» Entries from a dataset
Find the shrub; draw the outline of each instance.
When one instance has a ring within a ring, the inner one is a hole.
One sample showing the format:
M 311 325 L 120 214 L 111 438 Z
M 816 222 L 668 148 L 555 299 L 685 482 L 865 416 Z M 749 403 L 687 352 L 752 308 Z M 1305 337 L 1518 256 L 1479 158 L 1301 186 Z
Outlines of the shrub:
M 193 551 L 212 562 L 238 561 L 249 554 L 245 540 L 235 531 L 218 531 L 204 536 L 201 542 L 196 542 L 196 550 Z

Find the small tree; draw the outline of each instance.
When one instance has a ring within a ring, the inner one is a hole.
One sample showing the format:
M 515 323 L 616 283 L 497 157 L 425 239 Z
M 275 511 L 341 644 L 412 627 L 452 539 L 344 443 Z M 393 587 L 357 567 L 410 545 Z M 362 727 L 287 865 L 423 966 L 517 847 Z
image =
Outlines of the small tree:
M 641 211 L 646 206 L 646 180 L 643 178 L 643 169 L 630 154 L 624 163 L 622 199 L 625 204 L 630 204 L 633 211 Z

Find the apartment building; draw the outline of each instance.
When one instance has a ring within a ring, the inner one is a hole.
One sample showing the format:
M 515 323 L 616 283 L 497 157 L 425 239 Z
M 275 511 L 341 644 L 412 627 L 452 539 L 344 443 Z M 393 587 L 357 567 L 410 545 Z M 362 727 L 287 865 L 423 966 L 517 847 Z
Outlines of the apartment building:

» Task description
Update the records, starting at their first line and ending at the line containing "M 641 211 L", so that every "ring" becomes "loop". Reproduce those lines with no other change.

» Task result
Find the shrub; draw the outline of each instance.
When one instance has a loop within a loop, the inner one is a hole.
One sample showing the format:
M 311 325 L 120 214 L 111 438 Z
M 816 222 L 668 148 L 555 299 L 685 482 L 865 416 Z M 749 403 L 687 352 L 752 308 Z M 1305 337 L 1518 256 L 1479 158 L 1301 186 Z
Outlines of the shrub:
M 193 551 L 212 562 L 238 561 L 249 554 L 245 540 L 235 531 L 218 531 L 204 536 L 201 542 L 196 542 L 196 550 Z

Find the small tree; draw the outline of each instance.
When one instance has a loop within a loop, the inner one is a hole.
One sample showing the format:
M 515 323 L 616 283 L 497 157 L 425 239 Z
M 275 511 L 341 644 L 412 627 L 452 539 L 344 443 Z M 393 587 L 357 567 L 410 545 Z M 362 727 L 287 865 L 423 966 L 517 847 Z
image =
Outlines of the small tree:
M 641 211 L 646 206 L 646 180 L 643 178 L 643 169 L 630 154 L 624 163 L 622 199 L 625 204 L 630 204 L 633 211 Z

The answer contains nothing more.